-- Start of Document section --

# Pit Boss/Smoke Daddy FUBAR



## Airsick (May 20, 2020)

I was unhappy with the 20 degree temp swings on my Pit Boss Pro, so I installed a Smoke Daddy PID controller, fan, and auger, but the setup ran 30 degrees hot with the expensive new parts!  I called Dan and Dennis for help and wound up sending it back for "re-programming."  After installing the new and improved unit today, I tried smoking salmon.  I wanted to start low, so I set the controller to 160.  It climbed up to 187 and wouldn't come down.  I wound up cramming a welding glove under the cover to release some heat and got the temps to within 13 degrees of setpoint, but still hot.  Has anyone else had problems such as this?  I wanted a Savannah controller, but no one had them.


----------



## Smkryng (May 20, 2020)

That really sucks spending that kind of money and not getting the results you were after.  Is there a chance to return and maybe buy the Savannah Stoker? I’ve got the version 4.5 and it is a game changer!


----------



## mike243 (May 21, 2020)

I'm not familiar with that controller ,is there any way to adjust the feed duration manually? not sure why the other parts had to be changed besides the control board, most of this stuff works the same from what I read  . hope you get it worked out, my Masterbuilt electric is the only thing I own that will do lower than 180 without any problems


----------



## Airsick (May 21, 2020)

mike243 said:


> I'm not familiar with that controller ,is there any way to adjust the feed duration manually? not sure why the other parts had to be changed besides the control board, most of this stuff works the same from what I read  . hope you get it worked out, my Masterbuilt electric is the only thing I own that will do lower than 180 without any problems


I might try making a restrictor plate in the hopper to allow fewer pellets into the auger feed chute.


----------



## Airsick (May 21, 2020)

Smkryng said:


> That really sucks spending that kind of money and not getting the results you were after.  Is there a chance to return and maybe buy the Savannah Stoker? I’ve got the version 4.5 and it is a game changer!

-- End of Document section --

Tasks →
a – In the smoker thread, reproduce the passage starting at "# Pit Boss/Smoke" and ending at "Smkryng (May 20, 2020)", swapping "welding glove" for "oven mitt".
b – According to the smoker thread, what temperature did the smoker climb to when the controller was set to 160?

-- Start of Provided information --

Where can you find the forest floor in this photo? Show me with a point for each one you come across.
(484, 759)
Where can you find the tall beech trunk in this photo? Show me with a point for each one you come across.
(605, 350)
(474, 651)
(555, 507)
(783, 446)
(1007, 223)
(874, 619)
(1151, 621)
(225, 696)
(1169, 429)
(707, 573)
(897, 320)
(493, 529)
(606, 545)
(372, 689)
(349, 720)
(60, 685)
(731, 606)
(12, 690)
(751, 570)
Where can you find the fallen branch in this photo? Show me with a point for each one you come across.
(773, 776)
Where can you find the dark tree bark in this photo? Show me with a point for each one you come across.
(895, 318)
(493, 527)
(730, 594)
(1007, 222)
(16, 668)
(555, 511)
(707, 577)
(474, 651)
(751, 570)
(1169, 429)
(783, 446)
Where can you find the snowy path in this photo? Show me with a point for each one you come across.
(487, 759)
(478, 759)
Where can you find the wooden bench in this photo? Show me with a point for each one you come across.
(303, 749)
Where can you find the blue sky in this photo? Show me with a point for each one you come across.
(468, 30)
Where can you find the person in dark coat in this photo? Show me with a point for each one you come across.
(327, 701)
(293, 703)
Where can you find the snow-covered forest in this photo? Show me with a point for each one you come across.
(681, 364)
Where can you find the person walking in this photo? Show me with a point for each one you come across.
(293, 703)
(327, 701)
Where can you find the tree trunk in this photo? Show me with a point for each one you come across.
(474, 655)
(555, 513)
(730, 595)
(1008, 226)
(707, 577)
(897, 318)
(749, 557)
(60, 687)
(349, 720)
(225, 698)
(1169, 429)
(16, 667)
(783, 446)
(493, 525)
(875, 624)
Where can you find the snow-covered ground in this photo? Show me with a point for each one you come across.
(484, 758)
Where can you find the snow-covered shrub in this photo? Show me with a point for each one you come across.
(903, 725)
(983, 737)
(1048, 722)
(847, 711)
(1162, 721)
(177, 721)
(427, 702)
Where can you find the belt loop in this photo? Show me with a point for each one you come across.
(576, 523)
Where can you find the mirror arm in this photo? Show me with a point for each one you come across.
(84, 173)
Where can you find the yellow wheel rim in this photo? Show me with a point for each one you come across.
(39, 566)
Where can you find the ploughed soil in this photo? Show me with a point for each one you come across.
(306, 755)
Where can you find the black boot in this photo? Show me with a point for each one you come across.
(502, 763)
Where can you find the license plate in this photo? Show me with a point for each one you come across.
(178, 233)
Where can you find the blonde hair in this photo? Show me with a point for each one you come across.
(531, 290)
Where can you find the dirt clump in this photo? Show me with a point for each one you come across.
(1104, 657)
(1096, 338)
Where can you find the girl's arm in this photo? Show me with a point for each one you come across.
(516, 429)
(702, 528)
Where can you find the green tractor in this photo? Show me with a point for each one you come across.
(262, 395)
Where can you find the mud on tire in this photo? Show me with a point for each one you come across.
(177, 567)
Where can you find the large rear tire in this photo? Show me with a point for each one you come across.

-- End of Provided information --

Outputs →
a –
# Pit Boss/Smoke Daddy FUBAR



## Airsick (May 20, 2020)

I was unhappy with the 20 degree temp swings on my Pit Boss Pro, so I installed a Smoke Daddy PID controller, fan, and auger, but the setup ran 30 degrees hot with the expensive new parts!  I called Dan and Dennis for help and wound up sending it back for "re-programming."  After installing the new and improved unit today, I tried smoking salmon.  I wanted to start low, so I set the controller to 160.  It climbed up to 187 and wouldn't come down.  I wound up cramming a oven mitt under the cover to release some heat and got the temps to within 13 degrees of setpoint, but still hot.  Has anyone else had problems such as this?  I wanted a Savannah controller, but no one had them.


----------



## Smkryng (May 20, 2020)

b – 187